▸ TASK TO COMPLETE: Exact repetition is required: reproduce every line of the data.

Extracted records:

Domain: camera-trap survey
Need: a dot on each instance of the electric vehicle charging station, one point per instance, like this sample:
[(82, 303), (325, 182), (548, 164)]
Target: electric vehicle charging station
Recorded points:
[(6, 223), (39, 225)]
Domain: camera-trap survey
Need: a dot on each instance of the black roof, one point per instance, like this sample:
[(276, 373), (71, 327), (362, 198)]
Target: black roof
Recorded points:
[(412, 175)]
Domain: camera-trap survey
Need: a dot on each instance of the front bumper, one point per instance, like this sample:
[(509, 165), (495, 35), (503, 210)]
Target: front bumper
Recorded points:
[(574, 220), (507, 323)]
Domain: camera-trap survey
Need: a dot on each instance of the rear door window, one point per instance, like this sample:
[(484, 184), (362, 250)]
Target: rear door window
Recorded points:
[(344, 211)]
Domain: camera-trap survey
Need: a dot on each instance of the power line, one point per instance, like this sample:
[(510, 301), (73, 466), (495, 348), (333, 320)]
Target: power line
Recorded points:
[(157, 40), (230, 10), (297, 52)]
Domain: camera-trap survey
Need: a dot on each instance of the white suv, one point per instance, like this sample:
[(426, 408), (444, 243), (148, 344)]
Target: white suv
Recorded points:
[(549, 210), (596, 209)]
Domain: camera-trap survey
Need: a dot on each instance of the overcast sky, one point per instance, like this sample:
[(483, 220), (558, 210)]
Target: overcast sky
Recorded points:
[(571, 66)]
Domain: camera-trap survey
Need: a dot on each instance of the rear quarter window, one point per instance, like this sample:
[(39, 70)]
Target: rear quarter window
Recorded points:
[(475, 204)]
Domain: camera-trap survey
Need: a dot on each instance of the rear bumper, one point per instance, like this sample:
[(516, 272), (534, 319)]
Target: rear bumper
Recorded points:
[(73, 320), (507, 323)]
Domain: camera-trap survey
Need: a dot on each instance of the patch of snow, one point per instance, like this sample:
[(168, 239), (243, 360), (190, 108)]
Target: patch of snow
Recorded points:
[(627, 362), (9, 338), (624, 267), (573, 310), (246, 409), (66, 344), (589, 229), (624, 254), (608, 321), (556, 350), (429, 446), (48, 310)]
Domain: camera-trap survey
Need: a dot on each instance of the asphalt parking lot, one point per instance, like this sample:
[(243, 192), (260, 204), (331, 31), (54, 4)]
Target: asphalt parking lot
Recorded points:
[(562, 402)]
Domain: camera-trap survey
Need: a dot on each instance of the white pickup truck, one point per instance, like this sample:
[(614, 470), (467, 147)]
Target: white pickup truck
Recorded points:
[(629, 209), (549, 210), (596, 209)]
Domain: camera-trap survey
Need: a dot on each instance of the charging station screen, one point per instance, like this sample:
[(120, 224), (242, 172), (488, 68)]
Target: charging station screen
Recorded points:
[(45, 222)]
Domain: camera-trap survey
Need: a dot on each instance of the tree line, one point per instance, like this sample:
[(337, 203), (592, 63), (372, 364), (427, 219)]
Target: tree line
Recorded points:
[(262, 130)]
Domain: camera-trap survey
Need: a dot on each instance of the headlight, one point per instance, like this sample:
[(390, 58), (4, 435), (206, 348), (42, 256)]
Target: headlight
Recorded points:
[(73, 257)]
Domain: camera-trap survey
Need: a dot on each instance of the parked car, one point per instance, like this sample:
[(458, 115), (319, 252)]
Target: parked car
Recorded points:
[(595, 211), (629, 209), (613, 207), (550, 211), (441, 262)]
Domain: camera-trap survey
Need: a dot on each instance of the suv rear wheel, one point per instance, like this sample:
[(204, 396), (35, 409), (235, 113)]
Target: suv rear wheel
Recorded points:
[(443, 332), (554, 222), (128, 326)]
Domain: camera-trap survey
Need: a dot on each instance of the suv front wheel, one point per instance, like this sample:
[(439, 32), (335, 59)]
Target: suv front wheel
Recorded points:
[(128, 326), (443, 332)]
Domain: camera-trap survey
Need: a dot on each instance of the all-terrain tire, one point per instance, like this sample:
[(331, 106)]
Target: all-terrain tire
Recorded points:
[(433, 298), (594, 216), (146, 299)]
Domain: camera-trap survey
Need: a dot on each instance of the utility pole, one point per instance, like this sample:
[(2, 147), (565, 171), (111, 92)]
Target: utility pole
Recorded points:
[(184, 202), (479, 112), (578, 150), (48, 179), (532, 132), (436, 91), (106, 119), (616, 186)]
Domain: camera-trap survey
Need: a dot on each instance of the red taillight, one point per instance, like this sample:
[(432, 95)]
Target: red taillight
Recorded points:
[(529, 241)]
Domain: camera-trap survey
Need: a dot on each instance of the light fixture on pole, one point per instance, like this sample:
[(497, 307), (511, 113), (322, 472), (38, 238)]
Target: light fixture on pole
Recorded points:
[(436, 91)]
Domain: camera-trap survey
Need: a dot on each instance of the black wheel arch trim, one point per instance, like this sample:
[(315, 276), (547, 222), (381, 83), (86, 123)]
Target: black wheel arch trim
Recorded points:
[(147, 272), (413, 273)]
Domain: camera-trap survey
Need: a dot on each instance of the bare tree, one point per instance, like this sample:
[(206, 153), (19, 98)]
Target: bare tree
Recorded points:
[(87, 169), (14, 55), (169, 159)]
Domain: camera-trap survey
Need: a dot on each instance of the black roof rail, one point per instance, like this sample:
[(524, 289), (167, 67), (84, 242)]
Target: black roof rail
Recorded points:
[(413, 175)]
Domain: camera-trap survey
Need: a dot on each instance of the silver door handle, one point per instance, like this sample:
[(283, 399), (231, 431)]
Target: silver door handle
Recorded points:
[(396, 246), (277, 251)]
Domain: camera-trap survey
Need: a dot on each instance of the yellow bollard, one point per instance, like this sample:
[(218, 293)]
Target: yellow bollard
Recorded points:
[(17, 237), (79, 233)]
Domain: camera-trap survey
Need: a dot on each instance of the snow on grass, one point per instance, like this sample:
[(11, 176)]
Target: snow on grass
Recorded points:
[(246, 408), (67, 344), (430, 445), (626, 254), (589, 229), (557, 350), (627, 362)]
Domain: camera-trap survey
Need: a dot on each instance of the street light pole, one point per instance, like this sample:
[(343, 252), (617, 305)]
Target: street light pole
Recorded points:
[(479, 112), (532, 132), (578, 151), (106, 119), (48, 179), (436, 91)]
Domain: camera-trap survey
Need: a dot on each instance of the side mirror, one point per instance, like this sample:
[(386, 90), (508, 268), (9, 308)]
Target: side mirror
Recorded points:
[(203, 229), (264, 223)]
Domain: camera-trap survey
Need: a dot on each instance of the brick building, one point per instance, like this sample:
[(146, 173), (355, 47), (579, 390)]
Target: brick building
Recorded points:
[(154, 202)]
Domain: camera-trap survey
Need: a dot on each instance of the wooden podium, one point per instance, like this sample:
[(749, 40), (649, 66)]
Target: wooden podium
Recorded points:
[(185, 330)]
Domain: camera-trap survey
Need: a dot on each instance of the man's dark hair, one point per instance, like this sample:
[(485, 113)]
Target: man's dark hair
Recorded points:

▸ TASK ANSWER:
Domain: camera-trap survey
Need: a dot on each instance of the electric vehicle charging station, one point per instance, like this sample:
[(82, 303), (325, 182), (548, 164)]
Target: electric vehicle charging station
Recorded points:
[(6, 223), (39, 225)]
Domain: camera-trap survey
Need: a dot on each instance of the black roof, one point per instance, like this sample:
[(276, 373), (71, 327), (362, 198)]
Target: black roof
Recorded points:
[(412, 175)]
Domain: camera-trap survey
Need: a dot on each instance of the front bumper, one point per instance, like this sample:
[(509, 165), (495, 35), (503, 210)]
Target: front bumper
Recorded points:
[(574, 220), (507, 323)]
Domain: camera-trap survey
Need: a dot on each instance of the rear door window, one point per instance, like this sample:
[(484, 184), (362, 250)]
Target: rear door window
Recorded points:
[(344, 211)]
Domain: camera-trap survey
Need: a dot on each instance of the power line, one point per instance, like this sample:
[(510, 301), (73, 466), (495, 348), (333, 320)]
Target: power line
Recorded points:
[(157, 40), (230, 10), (297, 52)]
Domain: camera-trap survey
Need: a dot on each instance of the white suv, one point per instance, like this sample:
[(426, 408), (444, 243), (148, 344)]
Target: white suv
Recorded points:
[(549, 210), (596, 209)]
Domain: camera-trap survey
Need: a dot on each instance of the overcast sky, one point per instance, like this sample:
[(483, 220), (558, 210)]
Target: overcast sky
Recorded points:
[(571, 66)]
Domain: camera-trap survey
Need: a dot on each instance of the rear quarter window, one point per instance, like this sample:
[(39, 70)]
Target: rear quarter window
Recorded points:
[(475, 204)]
Domain: camera-trap survey
Need: a dot on each instance of the rear bumper, one point per instance, like this sample:
[(516, 272), (534, 319)]
Target: rear bumper
Recorded points:
[(73, 320), (507, 323)]
Domain: camera-trap survey
Need: a dot on each instance of the patch of snow, one point per instance, like this sample:
[(168, 239), (243, 360), (190, 108)]
Target: patch of snow
Recorded points:
[(627, 362), (9, 338), (624, 267), (573, 310), (246, 409), (66, 344), (589, 229), (624, 254), (608, 321), (556, 350), (429, 446), (48, 310)]
Domain: camera-trap survey
Need: a dot on each instance of the asphalt parking lot, one point per instance, like this sample:
[(243, 192), (260, 204), (331, 31), (54, 4)]
Target: asphalt parking lot
Recorded points:
[(562, 402)]
Domain: camera-trap survey
Need: a dot on each instance of the white pickup truck, one point per instance, like this sample:
[(614, 470), (467, 147)]
Target: white pickup truck
Recorded points:
[(629, 209), (549, 210), (596, 209)]
Domain: camera-trap survey
Need: a dot on each instance of the charging station screen, one point per instance, like this sample:
[(120, 224), (242, 172), (488, 68)]
Target: charging station screen
Recorded points:
[(45, 222)]
Domain: camera-trap survey
Need: a dot on each instance of the tree line, one point per instance, like this sample:
[(337, 203), (592, 63), (372, 364), (427, 219)]
Target: tree line
Recorded points:
[(262, 130)]
Domain: camera-trap survey
Need: a dot on each instance of the headlight, one point per instance, like this sample:
[(390, 58), (4, 435), (206, 348), (42, 256)]
Target: headlight
Recorded points:
[(73, 257)]
Domain: camera-trap survey
Need: a dot on each instance of the parked car, one point per instance, like this sample:
[(458, 115), (319, 252)]
Target: parked car
Recorded points:
[(595, 211), (629, 209), (613, 207), (550, 211), (441, 262)]
Domain: camera-trap survey
Need: a dot on each instance of the suv rear wheel, one point per instance, like this sample:
[(204, 396), (35, 409), (235, 113)]
Target: suv rear wheel
Recorded points:
[(443, 332), (554, 222), (128, 326)]
Domain: camera-trap survey
Need: a dot on each instance of the suv front wheel, one point per instance, like this sample:
[(439, 32), (335, 59)]
Target: suv front wheel
Recorded points:
[(128, 326), (443, 332)]
Domain: camera-trap survey
Need: a dot on each instance of the all-terrain tire, one point per instance, like this sample:
[(331, 106)]
Target: all-terrain tire
Recorded points:
[(433, 298), (594, 216), (146, 299)]
Domain: camera-trap survey
Need: a dot on each instance of the utility pole, one point per instance, like this sample:
[(2, 147), (565, 171), (111, 92)]
Target: utility pole
Recorded points:
[(184, 202), (479, 112), (578, 150), (48, 179), (532, 132), (436, 91), (106, 119), (616, 186)]
Domain: camera-trap survey
Need: a dot on each instance of the red taillight, one point per instance, like this sample:
[(432, 95)]
Target: red taillight
Recorded points:
[(529, 241)]
Domain: camera-trap survey
Need: a dot on each instance of the light fixture on pole, one point per instance, like this sample:
[(497, 307), (511, 113), (322, 472), (38, 238)]
Target: light fixture on pole
Recorded points:
[(436, 91)]
Domain: camera-trap survey
Need: a dot on each instance of the black wheel arch trim, one point per instance, like this sample:
[(315, 276), (547, 222), (381, 83), (86, 123)]
Target: black wheel arch trim
Recorded points:
[(147, 272), (413, 273)]
Domain: camera-trap survey
Need: a dot on each instance of the bare tree, one point per instance, like this sample:
[(206, 153), (19, 98)]
Target: bare tree
Recorded points:
[(87, 169), (14, 55), (169, 159)]
Domain: camera-trap survey
Need: a dot on each instance of the black roof rail, one point per instance, like this sample:
[(524, 289), (167, 67), (84, 242)]
Target: black roof rail
Recorded points:
[(413, 175)]
Domain: camera-trap survey
Need: a dot on each instance of the silver door handle, one point per instance, like this sample:
[(283, 399), (231, 431)]
Target: silver door handle
Recorded points:
[(396, 246), (277, 251)]
Domain: camera-trap survey
Need: a dot on each instance of the yellow bollard, one point per instance, like this sample:
[(218, 293)]
Target: yellow bollard
Recorded points:
[(17, 237), (79, 233)]
Domain: camera-trap survey
Need: a dot on each instance of the snow on grass, one point per instance, like this sample:
[(11, 176)]
Target: snow on grass
Recorded points:
[(246, 408), (67, 344), (430, 445), (626, 254), (589, 229), (557, 350), (627, 362)]
Domain: camera-trap survey
Need: a dot on each instance of the street light pole, one point per instance, like this sample:
[(343, 252), (617, 305)]
Target: street light pole
Recorded points:
[(479, 112), (532, 132), (578, 151), (106, 119), (48, 179), (436, 91)]
Domain: camera-trap survey
Need: a dot on each instance of the side mirror, one point per instance, like this sample:
[(386, 90), (508, 268), (9, 308)]
Target: side mirror
Recorded points:
[(203, 229), (264, 223)]
Domain: camera-trap survey
Need: a dot on each instance of the brick building, one point per instance, like this sample:
[(146, 173), (355, 47), (579, 390)]
Target: brick building
Recorded points:
[(154, 202)]
Domain: camera-trap survey
Need: a dot on each instance of the wooden podium, one point per instance, like this sample:
[(749, 40), (649, 66)]
Target: wooden podium
Recorded points:
[(185, 330)]
Domain: camera-trap survey
Need: a dot on each instance of the man's dark hair, one point per instance, like this sample:
[(485, 113)]
Target: man's dark hair
Recorded points:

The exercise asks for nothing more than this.